[PASSAGE]:
═══

The beautiful part of all this is that God is willing to enter your wound and show you how to heal it. As soon as you stop trying to fix yourself, and you let God show you the way, your wound starts to heal. I’ve surrendered my wound to God, and He has already shown me much more than I’ve ever known about how to mend it. Last night, I did something that I’ve never done before because I’ve always been too afraid. With God by my side, I made that decision, and as I followed through, he continued to suture my wound. I felt a weight lifted off my shoulders, and the blood loss slowed. Although I still have much to learn, I could feel bits of me being transformed into the man God made me to be.
The important part is that you can’t change yourself to prove something to other people. You can only seek out to heal your wound in order to become the person God made you to be. As God steps in to heal your wound, share His love with those close to you, so that they may have hope for healing their wounds.

═══

Dataset items:
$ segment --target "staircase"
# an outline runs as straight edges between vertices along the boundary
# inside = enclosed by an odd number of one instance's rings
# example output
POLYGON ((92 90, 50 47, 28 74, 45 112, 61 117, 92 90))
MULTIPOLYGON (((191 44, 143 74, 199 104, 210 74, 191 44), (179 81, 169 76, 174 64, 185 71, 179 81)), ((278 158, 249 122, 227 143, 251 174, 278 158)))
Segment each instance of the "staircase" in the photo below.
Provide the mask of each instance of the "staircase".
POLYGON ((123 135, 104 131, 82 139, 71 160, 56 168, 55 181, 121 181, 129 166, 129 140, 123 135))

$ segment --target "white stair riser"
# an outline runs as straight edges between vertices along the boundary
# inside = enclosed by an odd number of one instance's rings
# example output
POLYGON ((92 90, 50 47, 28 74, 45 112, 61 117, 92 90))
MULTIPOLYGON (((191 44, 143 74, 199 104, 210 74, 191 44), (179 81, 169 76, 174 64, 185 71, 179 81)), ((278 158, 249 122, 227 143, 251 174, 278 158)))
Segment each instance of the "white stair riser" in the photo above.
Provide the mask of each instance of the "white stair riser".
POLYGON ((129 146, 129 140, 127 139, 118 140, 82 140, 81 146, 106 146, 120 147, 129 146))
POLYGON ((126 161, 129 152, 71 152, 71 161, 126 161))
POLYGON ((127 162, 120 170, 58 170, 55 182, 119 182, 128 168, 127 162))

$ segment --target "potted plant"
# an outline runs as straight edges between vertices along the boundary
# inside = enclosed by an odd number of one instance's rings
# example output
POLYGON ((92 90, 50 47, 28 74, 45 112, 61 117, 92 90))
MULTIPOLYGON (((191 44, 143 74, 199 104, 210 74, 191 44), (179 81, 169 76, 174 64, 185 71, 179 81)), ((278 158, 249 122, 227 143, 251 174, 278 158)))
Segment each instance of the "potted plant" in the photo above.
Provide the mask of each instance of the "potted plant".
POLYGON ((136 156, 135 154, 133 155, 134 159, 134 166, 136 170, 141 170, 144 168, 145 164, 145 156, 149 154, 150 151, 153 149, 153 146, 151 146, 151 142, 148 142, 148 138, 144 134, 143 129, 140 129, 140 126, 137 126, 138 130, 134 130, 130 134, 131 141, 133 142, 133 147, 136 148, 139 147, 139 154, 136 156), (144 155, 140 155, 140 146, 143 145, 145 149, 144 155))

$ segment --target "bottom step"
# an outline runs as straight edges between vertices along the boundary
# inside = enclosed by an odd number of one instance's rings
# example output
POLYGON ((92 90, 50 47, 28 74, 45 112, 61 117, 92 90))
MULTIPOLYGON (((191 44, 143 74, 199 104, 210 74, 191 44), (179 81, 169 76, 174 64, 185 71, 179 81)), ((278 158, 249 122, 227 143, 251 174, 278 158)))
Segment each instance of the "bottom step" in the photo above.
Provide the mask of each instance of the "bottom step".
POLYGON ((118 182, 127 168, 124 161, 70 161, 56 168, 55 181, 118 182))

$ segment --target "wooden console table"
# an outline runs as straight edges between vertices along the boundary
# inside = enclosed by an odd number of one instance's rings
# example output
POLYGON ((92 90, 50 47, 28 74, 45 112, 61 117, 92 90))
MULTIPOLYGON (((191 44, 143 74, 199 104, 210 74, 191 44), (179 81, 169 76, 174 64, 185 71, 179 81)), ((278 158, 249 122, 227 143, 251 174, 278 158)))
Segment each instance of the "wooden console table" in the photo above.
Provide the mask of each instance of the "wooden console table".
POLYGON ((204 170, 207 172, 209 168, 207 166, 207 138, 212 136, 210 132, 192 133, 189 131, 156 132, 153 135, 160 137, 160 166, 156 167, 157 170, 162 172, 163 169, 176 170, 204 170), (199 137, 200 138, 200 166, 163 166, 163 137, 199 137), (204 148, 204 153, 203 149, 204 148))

═══

[THINGS TO DO]:
A) Reproduce the passage about healing a wound word for word, starting at "The beautiful part" and ending at "made me to be.".
B) In the passage about healing a wound, what do you have to stop doing for your wound to start healing?
Rely only on the passage for what comes next.

[ANSWERS FOR THE EXERCISE]:
A)
The beautiful part of all this is that God is willing to enter your wound and show you how to heal it. As soon as you stop trying to fix yourself, and you let God show you the way, your wound starts to heal. I’ve surrendered my wound to God, and He has already shown me much more than I’ve ever known about how to mend it. Last night, I did something that I’ve never done before because I’ve always been too afraid. With God by my side, I made that decision, and as I followed through, he continued to suture my wound. I felt a weight lifted off my shoulders, and the blood loss slowed. Although I still have much to learn, I could feel bits of me being transformed into the man God made me to be.

B) Stop trying to fix yourself.